-- Excerpted passage follows --

By S. Hassan and Aljazeera
Kenya has ordered all refugees living in urban areas to return to their camps in a bid to end attacks by armed groups carried out in retaliation for Kenya’s intervention in neighbouring Somalia.
“Any refugee found flouting this directive will be dealt with in accordance with the law,” Interior Minister Joseph Ole Lenku said in a statement.
Ole Lenku said that Kenya has been tolerant and its hospitality has been abused and it was now time to act.
Lenku issued the order citing “emergency security challenges” in Kenyan towns, but the move was criticized by rights groups which have discouraged similar actions in the past.
Until now, refugees who could support themselves or were in need of specialized education or medical care had been allowed to live in urban areas.
Lenku said “all refugees residing outside the designated refugee camps of Kakuma and Dadaab are hereby directed to return to their respective camps with immediate effect.”
The refugees are now required to be housed at Dadaab, close to the Somali border, and at Kakuma, near Kenya’s frontier with South Sudan.
Dadaab is already home to close to a million refugees and pushing more to the camps will only make matters worse there.
There are a huge chunk of refugees who live in urban areas who have legal papers. This means it will be daunting task for the government to implement this directive.
A shoot to kill order has also been issued on terrorism suspects.
Police carried out a swoop in Nairobi that saw two suspects killed and close to 500 arrested in overnight raids in Eastleigh. Some of those in custody are refugees with no documentation.
Kenyan security officials believe armed groups have used the refugee camps as bases to prepare attacks and then mingled with residents in urban areas to carry them out.
Al-Shabaab and its sympathisers have carried out several attacks in Kenya, including at the Westgate shopping male in Nairobi last year in which at least 67 people were killed.

-- Excerpted passage concluded --
-- Listed records follows --

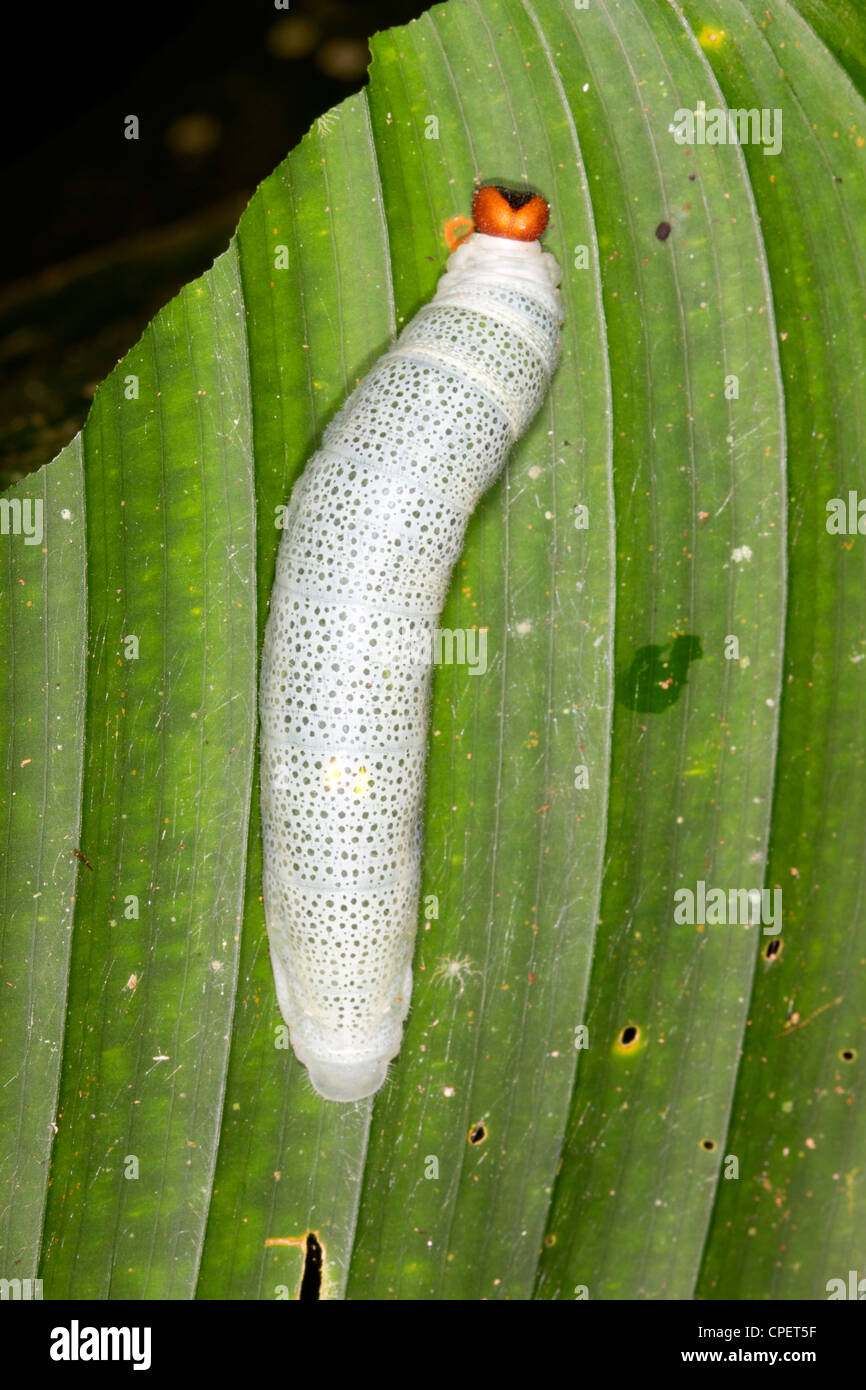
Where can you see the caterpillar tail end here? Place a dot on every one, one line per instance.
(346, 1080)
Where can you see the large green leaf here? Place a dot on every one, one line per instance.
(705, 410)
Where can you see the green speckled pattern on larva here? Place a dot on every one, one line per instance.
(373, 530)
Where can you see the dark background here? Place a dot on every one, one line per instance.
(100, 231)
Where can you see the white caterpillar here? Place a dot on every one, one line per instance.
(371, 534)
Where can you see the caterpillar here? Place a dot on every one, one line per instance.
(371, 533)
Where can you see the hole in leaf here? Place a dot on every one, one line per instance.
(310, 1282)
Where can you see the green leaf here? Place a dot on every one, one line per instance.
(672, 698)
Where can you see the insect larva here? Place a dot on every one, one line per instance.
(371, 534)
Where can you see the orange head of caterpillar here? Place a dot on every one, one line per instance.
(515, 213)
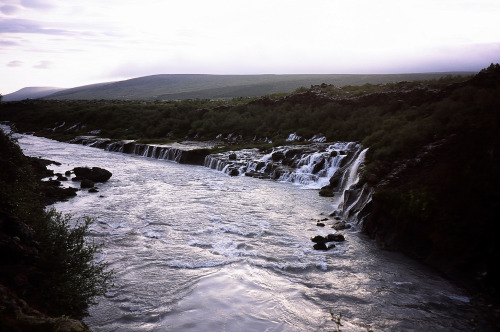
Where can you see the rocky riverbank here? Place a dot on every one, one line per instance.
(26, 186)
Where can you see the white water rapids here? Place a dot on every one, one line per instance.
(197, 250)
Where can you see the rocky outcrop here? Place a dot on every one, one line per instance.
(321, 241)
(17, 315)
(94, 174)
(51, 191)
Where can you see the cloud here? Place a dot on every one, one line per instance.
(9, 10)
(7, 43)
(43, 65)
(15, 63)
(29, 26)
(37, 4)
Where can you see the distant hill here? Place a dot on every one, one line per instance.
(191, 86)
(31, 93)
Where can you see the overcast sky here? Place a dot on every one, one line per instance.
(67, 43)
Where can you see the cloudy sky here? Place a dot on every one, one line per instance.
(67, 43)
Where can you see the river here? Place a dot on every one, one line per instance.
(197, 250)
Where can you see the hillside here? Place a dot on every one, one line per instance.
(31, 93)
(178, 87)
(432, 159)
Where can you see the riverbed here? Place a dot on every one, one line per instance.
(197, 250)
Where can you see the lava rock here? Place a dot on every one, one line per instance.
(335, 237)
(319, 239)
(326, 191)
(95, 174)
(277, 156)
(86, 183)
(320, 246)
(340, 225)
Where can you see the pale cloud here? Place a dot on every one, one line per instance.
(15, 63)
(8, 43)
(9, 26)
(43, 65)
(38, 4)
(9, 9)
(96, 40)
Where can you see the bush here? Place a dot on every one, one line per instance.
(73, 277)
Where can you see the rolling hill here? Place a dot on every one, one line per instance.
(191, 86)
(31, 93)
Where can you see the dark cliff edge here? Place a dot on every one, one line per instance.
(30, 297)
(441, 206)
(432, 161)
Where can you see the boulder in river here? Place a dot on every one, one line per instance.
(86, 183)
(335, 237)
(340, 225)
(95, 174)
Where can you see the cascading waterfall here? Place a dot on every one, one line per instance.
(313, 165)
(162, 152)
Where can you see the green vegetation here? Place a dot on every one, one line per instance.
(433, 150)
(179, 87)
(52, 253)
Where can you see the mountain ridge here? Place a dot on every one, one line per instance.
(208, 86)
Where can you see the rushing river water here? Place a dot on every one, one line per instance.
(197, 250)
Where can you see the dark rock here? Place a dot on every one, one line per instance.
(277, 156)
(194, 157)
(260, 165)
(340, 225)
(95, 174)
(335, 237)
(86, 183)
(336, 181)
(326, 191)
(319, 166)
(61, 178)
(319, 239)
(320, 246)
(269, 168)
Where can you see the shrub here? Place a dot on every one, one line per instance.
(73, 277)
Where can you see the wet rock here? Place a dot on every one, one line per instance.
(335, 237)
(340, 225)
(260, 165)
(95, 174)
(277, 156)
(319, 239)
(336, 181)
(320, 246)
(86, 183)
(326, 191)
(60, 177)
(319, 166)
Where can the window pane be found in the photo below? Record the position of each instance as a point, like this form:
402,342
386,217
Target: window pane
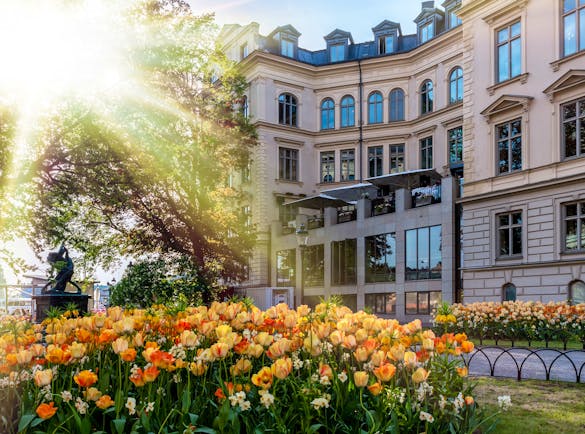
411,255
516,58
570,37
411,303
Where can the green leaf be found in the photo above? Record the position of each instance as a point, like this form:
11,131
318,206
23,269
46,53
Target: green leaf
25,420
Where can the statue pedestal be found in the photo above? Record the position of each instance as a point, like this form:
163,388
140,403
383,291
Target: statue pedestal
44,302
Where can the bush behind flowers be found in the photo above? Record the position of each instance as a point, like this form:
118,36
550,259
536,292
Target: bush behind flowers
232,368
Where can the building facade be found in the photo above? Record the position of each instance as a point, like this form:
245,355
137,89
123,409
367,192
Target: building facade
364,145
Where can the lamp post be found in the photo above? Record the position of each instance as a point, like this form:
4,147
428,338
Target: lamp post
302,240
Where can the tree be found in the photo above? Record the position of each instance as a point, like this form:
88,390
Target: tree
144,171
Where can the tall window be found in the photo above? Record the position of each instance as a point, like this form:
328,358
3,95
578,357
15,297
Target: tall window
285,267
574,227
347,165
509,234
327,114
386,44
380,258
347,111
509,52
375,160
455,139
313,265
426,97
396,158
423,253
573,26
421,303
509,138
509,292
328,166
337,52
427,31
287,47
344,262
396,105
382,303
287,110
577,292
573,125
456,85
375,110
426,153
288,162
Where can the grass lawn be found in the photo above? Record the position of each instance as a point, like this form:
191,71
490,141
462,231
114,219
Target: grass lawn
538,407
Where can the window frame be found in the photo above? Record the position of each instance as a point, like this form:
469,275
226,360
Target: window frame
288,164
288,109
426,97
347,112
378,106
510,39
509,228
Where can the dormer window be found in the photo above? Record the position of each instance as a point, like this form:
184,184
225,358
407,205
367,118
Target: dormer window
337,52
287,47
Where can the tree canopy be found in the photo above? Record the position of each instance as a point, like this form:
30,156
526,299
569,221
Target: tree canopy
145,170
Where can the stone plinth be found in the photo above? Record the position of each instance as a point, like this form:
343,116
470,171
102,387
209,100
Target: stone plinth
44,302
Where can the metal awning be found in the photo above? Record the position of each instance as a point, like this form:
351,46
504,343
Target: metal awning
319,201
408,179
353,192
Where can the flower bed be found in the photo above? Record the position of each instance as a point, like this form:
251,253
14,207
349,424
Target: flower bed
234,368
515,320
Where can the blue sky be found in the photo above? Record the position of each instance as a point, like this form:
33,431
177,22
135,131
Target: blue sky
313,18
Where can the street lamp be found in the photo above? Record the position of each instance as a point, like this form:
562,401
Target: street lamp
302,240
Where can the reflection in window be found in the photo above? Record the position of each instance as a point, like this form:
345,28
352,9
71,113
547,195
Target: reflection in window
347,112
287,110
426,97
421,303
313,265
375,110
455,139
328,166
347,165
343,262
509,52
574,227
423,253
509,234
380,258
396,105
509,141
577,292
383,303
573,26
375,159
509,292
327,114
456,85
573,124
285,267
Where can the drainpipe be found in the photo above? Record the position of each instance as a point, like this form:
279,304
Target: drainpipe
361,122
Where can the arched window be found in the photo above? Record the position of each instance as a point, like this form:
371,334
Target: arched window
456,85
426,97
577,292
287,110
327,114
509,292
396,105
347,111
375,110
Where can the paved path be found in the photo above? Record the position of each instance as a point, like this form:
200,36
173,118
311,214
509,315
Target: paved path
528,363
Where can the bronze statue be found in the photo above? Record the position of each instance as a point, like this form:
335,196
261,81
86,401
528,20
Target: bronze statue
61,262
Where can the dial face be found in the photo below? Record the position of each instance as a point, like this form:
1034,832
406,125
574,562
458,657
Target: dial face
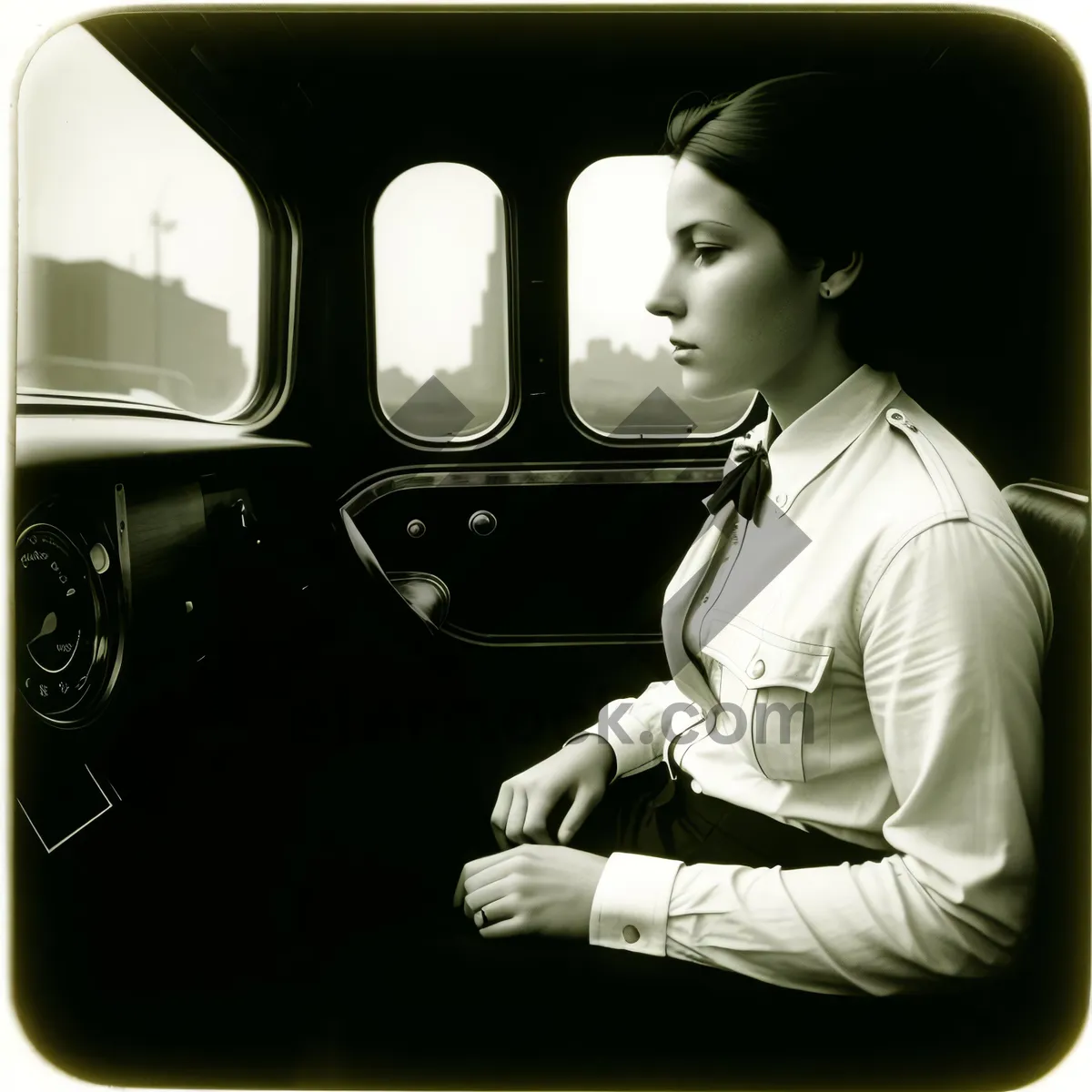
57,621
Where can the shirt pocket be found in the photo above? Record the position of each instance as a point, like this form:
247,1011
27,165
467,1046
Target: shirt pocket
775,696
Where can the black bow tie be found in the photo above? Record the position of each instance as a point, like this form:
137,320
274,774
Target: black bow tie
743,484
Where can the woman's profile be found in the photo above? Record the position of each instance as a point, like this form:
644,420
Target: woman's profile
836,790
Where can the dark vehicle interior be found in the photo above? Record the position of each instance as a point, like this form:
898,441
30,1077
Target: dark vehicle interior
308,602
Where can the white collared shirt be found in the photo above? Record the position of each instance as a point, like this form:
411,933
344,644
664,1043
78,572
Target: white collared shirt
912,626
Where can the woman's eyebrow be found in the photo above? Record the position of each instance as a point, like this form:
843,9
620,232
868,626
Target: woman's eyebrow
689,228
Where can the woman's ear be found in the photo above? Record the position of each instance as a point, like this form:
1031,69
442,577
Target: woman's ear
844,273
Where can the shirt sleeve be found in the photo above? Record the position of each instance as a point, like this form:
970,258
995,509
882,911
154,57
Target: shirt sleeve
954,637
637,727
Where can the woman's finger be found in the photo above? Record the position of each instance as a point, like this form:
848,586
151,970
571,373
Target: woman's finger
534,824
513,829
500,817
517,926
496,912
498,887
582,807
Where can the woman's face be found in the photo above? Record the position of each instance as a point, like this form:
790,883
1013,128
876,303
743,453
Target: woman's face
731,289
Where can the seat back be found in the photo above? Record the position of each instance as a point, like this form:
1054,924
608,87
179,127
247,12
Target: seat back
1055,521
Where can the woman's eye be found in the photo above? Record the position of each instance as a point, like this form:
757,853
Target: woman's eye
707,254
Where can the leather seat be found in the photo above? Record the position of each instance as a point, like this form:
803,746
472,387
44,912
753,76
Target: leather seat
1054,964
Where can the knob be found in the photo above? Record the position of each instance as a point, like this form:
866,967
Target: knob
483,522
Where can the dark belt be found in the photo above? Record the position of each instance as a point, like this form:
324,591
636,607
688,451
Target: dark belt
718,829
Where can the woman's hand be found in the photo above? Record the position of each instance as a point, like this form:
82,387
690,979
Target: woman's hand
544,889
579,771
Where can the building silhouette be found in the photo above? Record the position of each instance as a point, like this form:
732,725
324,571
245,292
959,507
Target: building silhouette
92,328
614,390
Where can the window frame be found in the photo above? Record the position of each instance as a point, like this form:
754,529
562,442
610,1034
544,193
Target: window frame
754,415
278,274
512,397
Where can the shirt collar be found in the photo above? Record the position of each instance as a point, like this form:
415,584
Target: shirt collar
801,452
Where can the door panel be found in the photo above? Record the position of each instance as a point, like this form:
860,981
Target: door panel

-- Listed records concluded --

# [Required work]
**a)** Set down the part of the article on Kenya's refugee order that opens with the words containing "By S. Hassan" and closes with "in the past.", copying it word for word.
**b)** Resume the article on Kenya's refugee order, starting after its final sentence and keeping its style and tone.

# [Written answers]
**a)**
By S. Hassan and Aljazeera
Kenya has ordered all refugees living in urban areas to return to their camps in a bid to end attacks by armed groups carried out in retaliation for Kenya’s intervention in neighbouring Somalia.
“Any refugee found flouting this directive will be dealt with in accordance with the law,” Interior Minister Joseph Ole Lenku said in a statement.
Ole Lenku said that Kenya has been tolerant and its hospitality has been abused and it was now time to act.
Lenku issued the order citing “emergency security challenges” in Kenyan towns, but the move was criticized by rights groups which have discouraged similar actions in the past.

**b)**
On Sunday, gunmen killed six people in a church in Likoni, Mombasa. Last week, police said they had arrested two men found to have two large bombs in a car, which they intended to use in Mombasa.
Mohamed Ali Hassan, president of the Somali-American Peace Council, told Al Jazeera that there were many Somalis in Kenya who were providing for themselves and, through their business activities, boosting the Kenyan economy.
“This would be a very bad decision for them. We can understand the Kenyan government’s concern of security but if someone wants to kill themselves in order to kill other people there’s really little you can do. And this won’t help.”
In January last year, a similar move by the government to relocate an estimated 100,000 urban Somali refugees brought condemnation from the New York-based rights group Human Rights Watch.
In November 2012, prior to a plan to restrict Somali refugees to camps, street battles erupted between Kenyans and ethnic Somalis in Eastleigh, a part of Nairobi commonly dubbed “Little Mogadishu” because of its large Somali population, after a bomb on a minibus killed seven people in the area.
Al-Shabab has threatened to carry out further attacks if Kenyan troops do not withdraw from Somalia where they are battling the insurgents as part of an African Union peacekeeping force.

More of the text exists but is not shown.